═══ Textauszug

Auch in diesem Jahr sind wieder einige fundamentalistische Christ*innen durch Münsters Innenstadt gelaufen, um mit weißen Kreuzen im Arm an abgetriebene Föten zu erinnern. Organisiert wurde die sogenannte Prozession von dem Verein „EuroProLife“, der sich als europäisches Gebetsnetzwerk und europäische „Stimme der ungeborenen Kinder“ versteht. Auf dessen Website heißt es: „In Deutschland sterben täglich annähernd 1000 ungeborene Kinder durch chirurgischen Eingriff oder die frühabtreibende Wirkung von Pille, Spirale etc. Wir vertrauen dieses unsagbare Geschehen unserm Herrn und Schöpfer an.“ Ein weiterer Grund wird in der Präambel zur Zielsetzung des Vereins genannt: „Als einziger Kontinent liegt Europa mit einer Geburtenrate von nur 1,5 weit unter dem für den Selbsterhalt eines Volkes nötigen Mindestwert von 2,1!“. Dass nationalistisches und reaktionäres Gedankengut hier verbreitet ist und Anschluss findet, ist nicht weiter verwunderlich. Während Menschen an den europäischen Grenzen sterben, wird vom „europäischen Volk“ gesprochen, dass durch ungewollte Kinder aufgerüstet werden soll.
Seit seinen Anfängen 2003 wird der Gebetszug der sogenannten Lebensschützer*innen in Münster von Protesten begleitet. In diesem Jahr hat das Bündnis für sexuelle Selbstbestimmung zu einer Demonstration und einer Kundgebung aufgerufen. Im Anschluss folgte eine weitere Demonstration unter dem Motto „Feminismus in die Offensive – Gegen das Patriarchat und seine Fans“.
Die Demonstrant*innen forderten, die Paragraphen 218 und 219a StGB abzuschaffen, die zum einen nur unter bestimmten (erschwerenden) Bedingungen einen Schwangerschaftsabbruch straffrei zulassen, zum anderen das sachliche Informieren über Schwangerschaftsabbrüche verbieten (die Gießener Ärztin Kristina Hänel wurde jüngst zu einer Geldstrafe von 6000 € verurteilt). Zudem wurde die Forderung nach körperlicher und sexueller Selbstbestimmung laut. „Raise your Voice – My Body – My Choice“, tönte es durch die Domstadt.

══════

Kannst du den Text über die Proteste gegen den Gebetszug in Münster nach seinem letzten Satz weiterführen?

═══ Datensätze

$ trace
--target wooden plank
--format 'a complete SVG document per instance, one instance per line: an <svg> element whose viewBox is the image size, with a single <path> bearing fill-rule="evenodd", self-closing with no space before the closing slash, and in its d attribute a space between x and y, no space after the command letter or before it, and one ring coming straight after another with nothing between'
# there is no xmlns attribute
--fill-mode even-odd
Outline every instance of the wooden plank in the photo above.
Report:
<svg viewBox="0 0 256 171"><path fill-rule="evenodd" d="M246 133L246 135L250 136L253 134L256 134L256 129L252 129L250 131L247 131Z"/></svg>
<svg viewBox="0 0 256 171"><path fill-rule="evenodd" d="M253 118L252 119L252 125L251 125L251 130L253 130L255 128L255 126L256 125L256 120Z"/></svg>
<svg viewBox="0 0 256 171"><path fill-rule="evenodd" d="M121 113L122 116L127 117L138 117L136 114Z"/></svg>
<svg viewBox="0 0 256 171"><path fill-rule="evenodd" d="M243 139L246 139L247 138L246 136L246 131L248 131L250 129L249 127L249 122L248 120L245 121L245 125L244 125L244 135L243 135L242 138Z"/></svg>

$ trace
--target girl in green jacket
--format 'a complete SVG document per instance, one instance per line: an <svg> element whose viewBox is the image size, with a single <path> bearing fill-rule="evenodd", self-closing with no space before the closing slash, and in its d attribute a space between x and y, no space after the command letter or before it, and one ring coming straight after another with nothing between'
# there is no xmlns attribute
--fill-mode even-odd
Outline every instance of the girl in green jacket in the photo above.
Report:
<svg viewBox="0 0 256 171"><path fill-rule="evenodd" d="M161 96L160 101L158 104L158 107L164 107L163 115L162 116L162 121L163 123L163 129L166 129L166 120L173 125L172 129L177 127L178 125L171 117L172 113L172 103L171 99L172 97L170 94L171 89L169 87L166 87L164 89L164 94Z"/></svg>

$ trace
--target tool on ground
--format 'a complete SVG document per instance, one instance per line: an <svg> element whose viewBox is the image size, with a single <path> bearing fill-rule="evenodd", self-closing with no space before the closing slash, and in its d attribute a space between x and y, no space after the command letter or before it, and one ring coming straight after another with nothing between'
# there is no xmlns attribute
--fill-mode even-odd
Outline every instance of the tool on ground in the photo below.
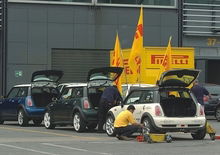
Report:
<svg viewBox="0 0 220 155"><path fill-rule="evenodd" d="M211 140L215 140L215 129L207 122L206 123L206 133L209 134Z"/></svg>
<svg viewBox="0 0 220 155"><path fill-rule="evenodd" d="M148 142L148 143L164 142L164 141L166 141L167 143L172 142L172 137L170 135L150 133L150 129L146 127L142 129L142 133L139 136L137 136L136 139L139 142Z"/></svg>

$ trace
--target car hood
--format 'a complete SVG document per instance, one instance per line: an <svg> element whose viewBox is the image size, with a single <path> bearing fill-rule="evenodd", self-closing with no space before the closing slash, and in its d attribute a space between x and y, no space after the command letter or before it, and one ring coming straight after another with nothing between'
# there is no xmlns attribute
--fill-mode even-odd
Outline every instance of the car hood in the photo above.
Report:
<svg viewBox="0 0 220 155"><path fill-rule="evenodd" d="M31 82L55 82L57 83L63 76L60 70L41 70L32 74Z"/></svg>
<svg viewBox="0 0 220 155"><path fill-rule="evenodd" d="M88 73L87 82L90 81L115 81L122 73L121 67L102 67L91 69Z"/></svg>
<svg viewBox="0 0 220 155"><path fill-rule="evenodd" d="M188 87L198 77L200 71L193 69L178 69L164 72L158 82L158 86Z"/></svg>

══════
═══ Datensätze

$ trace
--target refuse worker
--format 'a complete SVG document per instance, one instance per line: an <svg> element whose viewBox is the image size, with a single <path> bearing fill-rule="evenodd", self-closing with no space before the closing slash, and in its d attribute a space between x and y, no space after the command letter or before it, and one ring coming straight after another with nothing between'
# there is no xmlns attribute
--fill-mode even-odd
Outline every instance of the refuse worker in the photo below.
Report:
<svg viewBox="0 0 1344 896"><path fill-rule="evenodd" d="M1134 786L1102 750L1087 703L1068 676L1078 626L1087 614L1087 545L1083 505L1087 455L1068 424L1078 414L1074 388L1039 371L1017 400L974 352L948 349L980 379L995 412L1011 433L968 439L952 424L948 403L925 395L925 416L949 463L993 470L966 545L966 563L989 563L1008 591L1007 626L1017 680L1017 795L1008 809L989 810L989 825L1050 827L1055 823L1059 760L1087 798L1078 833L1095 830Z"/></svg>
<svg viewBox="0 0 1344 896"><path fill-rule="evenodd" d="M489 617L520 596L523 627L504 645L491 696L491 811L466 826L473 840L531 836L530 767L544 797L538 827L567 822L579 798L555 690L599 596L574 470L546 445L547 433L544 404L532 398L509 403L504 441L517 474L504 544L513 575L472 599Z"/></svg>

══════

#### [Lösung]
Darauf, dass Schwangerschaft nicht immer gleichbedeutend mit Frausein ist, machten Aktivist*innen von queerfeMS aufmerksam. „Nicht nur Frauen werden schwanger! Transmänner und nicht-binäre Personen mit Uterus können schwanger werden“, heißt es in ihrem Redebeitrag. Sie treten für eine queere Utopie ein, für eine Welt, in der Menschen freiheitlich leben können, in der das Leben von Schwangeren unter anderem durch den Zugang zu lebenswichtigen Informationen geschützt wird: „Aus Verzweiflung durchgeführte unsachgemäße Abbrüche können Leben kosten. Das Leben von Schwangeren“.
Schwangere, die sich für eine Abtreibung entschieden haben, sind angewiesen auf kompetente Ärzt*innen. Ärzt*innen, die solche Abbrüche durchführen, gibt es allerdings immer weniger. Beispielsweise geht der einzige Gynäkologe, der in Münster auch in diesem Bereich praktiziert, im Sommer diesen Jahres in den Ruhestand.
Der Abbruch einer Schwangerschaft ist eine ethische Entscheidung, die von vielen Faktoren abhängt. Unsere Solidarität gilt allen Schwangeren. Ihr allein dürft über euren Körper bestimmen und solltet jede Unterstützung bekommen, die ihr braucht.